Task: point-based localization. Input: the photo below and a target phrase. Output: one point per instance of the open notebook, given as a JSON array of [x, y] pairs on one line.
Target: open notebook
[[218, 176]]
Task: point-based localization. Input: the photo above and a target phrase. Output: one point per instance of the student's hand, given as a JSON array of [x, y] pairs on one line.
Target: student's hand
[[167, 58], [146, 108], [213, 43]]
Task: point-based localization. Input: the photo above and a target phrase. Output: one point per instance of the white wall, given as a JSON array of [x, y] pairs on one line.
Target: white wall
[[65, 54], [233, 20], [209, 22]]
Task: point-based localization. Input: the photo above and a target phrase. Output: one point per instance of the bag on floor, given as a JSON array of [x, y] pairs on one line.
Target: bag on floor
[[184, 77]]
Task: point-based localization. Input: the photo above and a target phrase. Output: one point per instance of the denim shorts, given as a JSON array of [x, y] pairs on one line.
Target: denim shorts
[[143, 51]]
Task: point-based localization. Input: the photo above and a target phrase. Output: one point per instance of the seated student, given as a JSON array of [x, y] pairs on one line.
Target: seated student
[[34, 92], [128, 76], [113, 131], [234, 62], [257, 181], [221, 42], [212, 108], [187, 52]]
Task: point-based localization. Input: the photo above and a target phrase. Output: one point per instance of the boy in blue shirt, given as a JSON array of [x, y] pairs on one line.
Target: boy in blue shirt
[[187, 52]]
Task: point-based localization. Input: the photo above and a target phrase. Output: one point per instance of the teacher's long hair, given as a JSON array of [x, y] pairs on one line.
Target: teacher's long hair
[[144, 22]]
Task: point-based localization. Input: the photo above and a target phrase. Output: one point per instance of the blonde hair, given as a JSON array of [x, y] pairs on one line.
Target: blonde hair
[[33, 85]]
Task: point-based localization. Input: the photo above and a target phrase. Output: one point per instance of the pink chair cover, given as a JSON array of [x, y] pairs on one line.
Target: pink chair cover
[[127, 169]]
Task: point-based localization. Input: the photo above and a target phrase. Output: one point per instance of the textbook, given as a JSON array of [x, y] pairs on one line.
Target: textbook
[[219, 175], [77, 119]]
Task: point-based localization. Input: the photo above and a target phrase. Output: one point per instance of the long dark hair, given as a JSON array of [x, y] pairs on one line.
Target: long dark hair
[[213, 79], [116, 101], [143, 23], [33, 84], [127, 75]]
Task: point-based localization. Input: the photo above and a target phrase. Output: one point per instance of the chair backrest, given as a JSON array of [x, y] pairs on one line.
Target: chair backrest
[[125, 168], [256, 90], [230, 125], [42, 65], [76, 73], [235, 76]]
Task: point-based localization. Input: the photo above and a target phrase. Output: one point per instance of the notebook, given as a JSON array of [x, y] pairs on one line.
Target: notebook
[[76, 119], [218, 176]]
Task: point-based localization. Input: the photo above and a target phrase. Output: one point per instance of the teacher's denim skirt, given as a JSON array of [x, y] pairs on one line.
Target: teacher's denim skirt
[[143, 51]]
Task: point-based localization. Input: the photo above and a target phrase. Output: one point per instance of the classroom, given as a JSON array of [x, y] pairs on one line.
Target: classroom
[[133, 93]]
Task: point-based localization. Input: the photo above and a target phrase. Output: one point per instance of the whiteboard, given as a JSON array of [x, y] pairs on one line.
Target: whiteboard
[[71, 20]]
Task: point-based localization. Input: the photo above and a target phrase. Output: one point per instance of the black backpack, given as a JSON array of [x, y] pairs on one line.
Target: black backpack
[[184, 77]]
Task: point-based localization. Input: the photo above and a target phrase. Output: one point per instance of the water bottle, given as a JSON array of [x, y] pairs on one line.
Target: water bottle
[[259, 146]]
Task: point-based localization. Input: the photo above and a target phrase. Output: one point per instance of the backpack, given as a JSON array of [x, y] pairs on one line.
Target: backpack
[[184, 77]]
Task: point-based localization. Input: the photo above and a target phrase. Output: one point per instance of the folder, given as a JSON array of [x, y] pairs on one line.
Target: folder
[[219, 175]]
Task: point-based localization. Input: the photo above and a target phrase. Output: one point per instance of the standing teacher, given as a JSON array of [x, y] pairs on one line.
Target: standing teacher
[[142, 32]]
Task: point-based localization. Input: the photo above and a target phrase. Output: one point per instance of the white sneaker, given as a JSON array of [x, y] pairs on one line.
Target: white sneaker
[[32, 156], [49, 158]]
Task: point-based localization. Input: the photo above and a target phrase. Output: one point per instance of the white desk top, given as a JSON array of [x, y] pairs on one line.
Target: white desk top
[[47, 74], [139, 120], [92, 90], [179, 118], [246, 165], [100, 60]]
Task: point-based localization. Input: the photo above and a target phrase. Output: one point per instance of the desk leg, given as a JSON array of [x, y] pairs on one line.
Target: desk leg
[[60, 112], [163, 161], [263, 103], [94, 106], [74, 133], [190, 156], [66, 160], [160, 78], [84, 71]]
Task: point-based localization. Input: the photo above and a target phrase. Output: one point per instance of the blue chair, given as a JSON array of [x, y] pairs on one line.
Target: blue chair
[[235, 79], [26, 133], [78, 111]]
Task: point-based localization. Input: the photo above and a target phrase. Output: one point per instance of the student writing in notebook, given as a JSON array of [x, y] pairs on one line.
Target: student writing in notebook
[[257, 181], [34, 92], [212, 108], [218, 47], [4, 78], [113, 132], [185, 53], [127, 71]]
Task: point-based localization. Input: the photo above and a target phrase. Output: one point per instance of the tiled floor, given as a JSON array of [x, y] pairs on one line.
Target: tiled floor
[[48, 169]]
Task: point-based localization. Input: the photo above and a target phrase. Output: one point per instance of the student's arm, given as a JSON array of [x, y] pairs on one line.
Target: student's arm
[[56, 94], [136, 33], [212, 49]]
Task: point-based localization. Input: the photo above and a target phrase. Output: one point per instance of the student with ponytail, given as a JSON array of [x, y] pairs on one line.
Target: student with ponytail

*Problem*. Output the complete data verbatim.

*Solution*.
Task: point-based localization. Input: the photo below and a target phrase. Output: one point per instance of the open notebook, given as a JSON array of [x, y] pairs on one line.
Target: open notebook
[[218, 176]]
Task: point-based localization. Input: the photo above and a target phrase. Output: one point per instance of the student's hand, given as a JSON array of [x, y] pairs on one line.
Target: student's hand
[[167, 58], [146, 108], [213, 43]]
Task: point-based localization. Input: the photo above and a target phrase. Output: one point per instance of the white wall, given as a JSON array of [x, y] pairs on one line.
Target: white wall
[[65, 54], [233, 20], [209, 22]]
Task: point-based localization. Input: the photo above and a target phrase. Output: one point per instance of the bag on floor, given as a JSON array of [x, y] pairs on one line.
Target: bag on floor
[[184, 77]]
Task: point-based localization. Input: the photo above and a target phrase. Output: one point per instance of the denim shorts, given as a JSON array of [x, y] pairs on one line.
Target: denim shorts
[[143, 51]]
Task: point-based localization. Input: the photo above and a target phrase. Output: one point per instance of the seated student, given as a JSON array of [x, y] pairs on one line.
Target: seated student
[[34, 92], [128, 76], [113, 131], [234, 62], [257, 181], [221, 42], [212, 108], [187, 52]]
Task: point-based localization. Input: the photo above and a target phrase. Output: one point per instance of the boy in blue shirt, given as a JSON array of [x, y] pairs on one line.
Target: boy in blue shirt
[[187, 52]]
Task: point-based localization. Input: the photo above and a target phrase. Output: one point per instance of the teacher's long hair, given as a JSON array of [x, y] pairs on one line.
Target: teacher's long hair
[[144, 22]]
Task: point-based localization. Input: the photo above and a target phrase. Output: one point per instance of the blonde hair, given as a JSON array of [x, y] pairs on one line.
Target: blonde hair
[[33, 85]]
Task: point-based localization. Input: the photo above and a target phrase. Output: one point per instance of the pink chair cover, given as a JSON array of [x, y] pairs on one line.
Target: pink chair cover
[[127, 169]]
Task: point-based localization. Input: the photo above and a target phrase. Output: one point per instance of the textbook, given as a JSON array of [x, y] pairs on one line.
Target: textbook
[[219, 175], [77, 119]]
Task: point-based localization. Input: the photo above and a target phrase. Output: one point per instance of the long dark hair, given as a JSON array of [x, y] pairs on one line.
Target: long dark hair
[[213, 79], [116, 101], [143, 23], [33, 84], [127, 75]]
Task: point-based localization. Input: the photo above and a target phrase. Output: one point per instance of the chair backrest, given as a JSON array of [x, y] pairs on one line.
Target: chair backrest
[[125, 168], [256, 90], [230, 125], [42, 65], [76, 73], [235, 76]]
Task: point-based localization. Input: the photo above and a target phrase. Output: one point per instance of the notebook, given as a JSON array of [x, y] pairs on one line.
Target: notebook
[[76, 119], [218, 176]]
Task: point-based localization. Input: the photo above and a target phrase. Output: one point per instance of the teacher's denim skirt, given as a JSON array of [x, y] pairs on one line.
Target: teacher's denim skirt
[[143, 51]]
Task: point-based localization. Input: the photo above and a target phrase. Output: one point per instance of the classroom, given as a JSON array of [x, y] pairs on one line.
Target: classroom
[[133, 93]]
Task: point-based localization. Input: the photo above and a target phrase. Output: one point per instance of the whiteboard, given as a JSON array of [x, y] pairs on one line.
Target: whiteboard
[[71, 20]]
Task: point-based localization. Input: the photo above and a target phrase. Output: one point per instance of the black backpack, given as a JSON array of [x, y] pairs on one line.
Target: black backpack
[[184, 77]]
Task: point-based localization. Input: the photo above and a target phrase. Output: one point per instance of the water bottle, given as a JSON array of [x, y] pairs on one line.
Target: water bottle
[[259, 146]]
Task: point-based localization. Input: the photo above and a target phrase. Output: one point per instance of the backpack, given as a JSON array of [x, y] pairs on one line.
Target: backpack
[[184, 77]]
Task: point-based localization. Input: the photo above and a target phrase. Output: one point per instance of the folder, given as a JSON array of [x, y] pairs on one line.
Target: folder
[[219, 175]]
Task: point-based localization. Input: the photo above and a target phrase. Output: one point per instance of the standing teacher, given as a JSON array of [x, y] pairs on one line.
Target: standing teacher
[[142, 32]]
Task: point-based localization. Input: the photo above and a target phrase. Output: one point per instance of the white sneaker, given as a JSON array of [x, y] pairs on one line.
Target: white sneaker
[[32, 156], [49, 158]]
Task: point-based localization. Input: the photo above and a target phrase. Output: one point per instance of the white desk top, given as a JSON array of [x, y] pairs on one line.
Target: white desk top
[[47, 74], [139, 120], [92, 90], [179, 118], [246, 165], [100, 60]]
Task: point-based localization. Input: the photo above and a target phrase. Output: one point per instance of the desk leg, given as a JSON array of [x, y] pairs on one line.
Target: desk leg
[[60, 112], [163, 161], [263, 103], [94, 106], [74, 133], [190, 156], [66, 160], [160, 78], [84, 71]]
Task: point-based localization. Input: the photo above and a target phrase. Output: one point per instance of the blue chair, given as a JSON array of [x, y] pairs on one line.
Target: blue chair
[[235, 79], [26, 133], [78, 111]]
Task: point-based localization. Input: the photo above and a target phrase. Output: one point per instance of the student writing in notebook, given as a JSON array of [x, y] pairs on one line.
Target: student writing in notebook
[[257, 181], [34, 92], [212, 108], [218, 47], [4, 78], [113, 132], [185, 53], [127, 71]]
Task: point-based localization. Input: the photo above and a target phrase. Output: one point per instance of the tiled floor, given as a JSON array of [x, y] pairs on one line.
Target: tiled floor
[[48, 169]]
Task: point-based localization. Input: the photo above and a target phrase. Output: one point per instance of the student's arm, given as a JSON array of [x, y] pairs on one line.
Target: student's arm
[[56, 94], [136, 33], [212, 49]]
Task: point-based localization. Input: the photo above and a target phrase. Output: one point per instance of the student with ponytail, given as a JSON array of [x, y] pairs on one line.
Target: student with ponytail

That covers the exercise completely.